Textauszug:
==========

28 August 2020

Die Konferenz zur Zukunft Europas ist eine Chance – auch für den Europäischen Ausschuss der Regionen

„Neuen Schwung für die Demokratie“ soll die Konferenz über die Zukunft Europas bringen. Aber was bedeutet das genau? In einer Gastbeitragsserie beschreiben hier Vertreterinnen und Vertreter aus Politik, Wissenschaft und Zivilgesellschaft ihre Wünsche, Hoffnungen und Erwartungen an die Konferenz. Heute: Mark Speich. (Zum Anfang der Serie.)

==========

Datensätze:
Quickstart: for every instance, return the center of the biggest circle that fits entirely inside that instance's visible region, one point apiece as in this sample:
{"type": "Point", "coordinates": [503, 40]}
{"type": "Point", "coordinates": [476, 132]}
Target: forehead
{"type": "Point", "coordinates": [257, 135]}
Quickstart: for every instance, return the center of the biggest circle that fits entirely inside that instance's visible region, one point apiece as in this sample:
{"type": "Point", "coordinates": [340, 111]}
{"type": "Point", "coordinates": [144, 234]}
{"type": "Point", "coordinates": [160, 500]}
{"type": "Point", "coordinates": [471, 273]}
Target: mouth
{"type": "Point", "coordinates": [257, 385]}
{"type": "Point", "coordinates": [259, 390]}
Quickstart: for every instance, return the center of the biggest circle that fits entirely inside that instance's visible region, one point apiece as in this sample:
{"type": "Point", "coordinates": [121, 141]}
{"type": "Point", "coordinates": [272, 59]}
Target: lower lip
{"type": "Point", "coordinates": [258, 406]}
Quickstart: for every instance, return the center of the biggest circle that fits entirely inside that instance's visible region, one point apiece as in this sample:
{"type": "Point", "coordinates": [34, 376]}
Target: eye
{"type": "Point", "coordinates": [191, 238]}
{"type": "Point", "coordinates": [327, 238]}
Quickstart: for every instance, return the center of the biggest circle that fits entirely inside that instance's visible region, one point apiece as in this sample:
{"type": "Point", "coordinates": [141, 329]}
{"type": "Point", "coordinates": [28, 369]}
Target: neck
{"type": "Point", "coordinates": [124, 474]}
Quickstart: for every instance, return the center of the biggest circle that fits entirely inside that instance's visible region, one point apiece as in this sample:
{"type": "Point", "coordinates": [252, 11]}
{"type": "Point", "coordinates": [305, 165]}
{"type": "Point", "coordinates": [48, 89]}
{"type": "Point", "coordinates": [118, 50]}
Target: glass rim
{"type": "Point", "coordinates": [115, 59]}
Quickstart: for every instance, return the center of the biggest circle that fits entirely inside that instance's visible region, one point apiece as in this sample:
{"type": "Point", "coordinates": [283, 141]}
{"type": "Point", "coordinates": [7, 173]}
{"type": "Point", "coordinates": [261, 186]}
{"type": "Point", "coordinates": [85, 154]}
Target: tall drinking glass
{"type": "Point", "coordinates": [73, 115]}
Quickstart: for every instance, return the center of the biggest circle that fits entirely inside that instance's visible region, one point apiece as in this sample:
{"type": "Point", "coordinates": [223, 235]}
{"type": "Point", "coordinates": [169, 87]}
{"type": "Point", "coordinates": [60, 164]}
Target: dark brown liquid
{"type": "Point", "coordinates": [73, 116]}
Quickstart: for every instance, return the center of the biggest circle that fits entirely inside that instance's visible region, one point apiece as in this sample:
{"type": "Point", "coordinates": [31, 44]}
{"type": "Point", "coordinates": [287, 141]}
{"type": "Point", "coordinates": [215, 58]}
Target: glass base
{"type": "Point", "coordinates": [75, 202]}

==========

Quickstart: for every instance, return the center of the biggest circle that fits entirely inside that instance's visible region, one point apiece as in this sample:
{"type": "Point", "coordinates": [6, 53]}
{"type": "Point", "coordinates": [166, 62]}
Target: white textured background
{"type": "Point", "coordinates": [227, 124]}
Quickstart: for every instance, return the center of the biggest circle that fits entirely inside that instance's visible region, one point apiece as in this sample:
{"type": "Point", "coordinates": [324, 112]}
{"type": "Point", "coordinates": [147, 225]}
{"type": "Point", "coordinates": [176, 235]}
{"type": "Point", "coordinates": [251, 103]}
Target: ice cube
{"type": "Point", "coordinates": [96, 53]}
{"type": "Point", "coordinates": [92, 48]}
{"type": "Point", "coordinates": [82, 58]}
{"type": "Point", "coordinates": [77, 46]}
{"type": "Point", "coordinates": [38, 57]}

==========

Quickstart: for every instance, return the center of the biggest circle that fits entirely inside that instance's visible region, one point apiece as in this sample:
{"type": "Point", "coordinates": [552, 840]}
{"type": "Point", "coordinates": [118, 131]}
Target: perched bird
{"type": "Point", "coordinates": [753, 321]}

==========

Übungsaufgaben:
[A] Sammle aus den Datensätzen jede Zeile, in der die Zeichenfolge „Target“ vorkommt, und gib diese Zeilen unverändert wieder.
[B] Setze den Textauszug über die Konferenz zur Zukunft Europas nach seinem letzten Satz fort.
Der Textauszug und die Datensätze sind voneinander unabhängiges Material.

Lösungen:
[A]
Target: forehead
Target: mouth
Target: lower lip
Target: eye
Target: neck
Target: glass rim
Target: tall drinking glass
Target: dark brown liquid
Target: glass base
Target: white textured background
Target: ice cube
Target: perched bird

[B]
Committee of the Regions building
„Wir brauchen europäische Lösungen mit regionaler Verantwortung. Kommunale und regionale Politikerinnen und Politiker und insbesondere der Europäische Ausschuss der Regionen sollten die Konferenz zur Zukunft Europas nutzen.“

Die Konferenz zur Zukunft Europas ist eine Chance; eine Chance, grundlegend über die Zukunft der Europäischen Union nachzudenken, über ihre politischen Ziele und Prozesse, ihre institutionelle Struktur und darüber, was wir von Europa erwarten und was wir bereit sind, zu ändern oder sogar aufzugeben. Es ist außerordentlich wichtig für die Europäische Union, die Möglichkeiten eines solchen Partizipationsprozesses am Ende auch tatsächlich zu nutzen. Eine Beteiligungssimulation mit wenig greifbaren Ergebnissen und keinerlei Auswirkungen darf es nicht geben. Eine reine Kommunikationsübung ist den Herausforderungen, vor denen Europa steht, nicht angemessen. Die Schlussfolgerungen der Konferenz müssen vielmehr konkrete Konsequenzen für die zukünftige Politik der Europäischen Union haben.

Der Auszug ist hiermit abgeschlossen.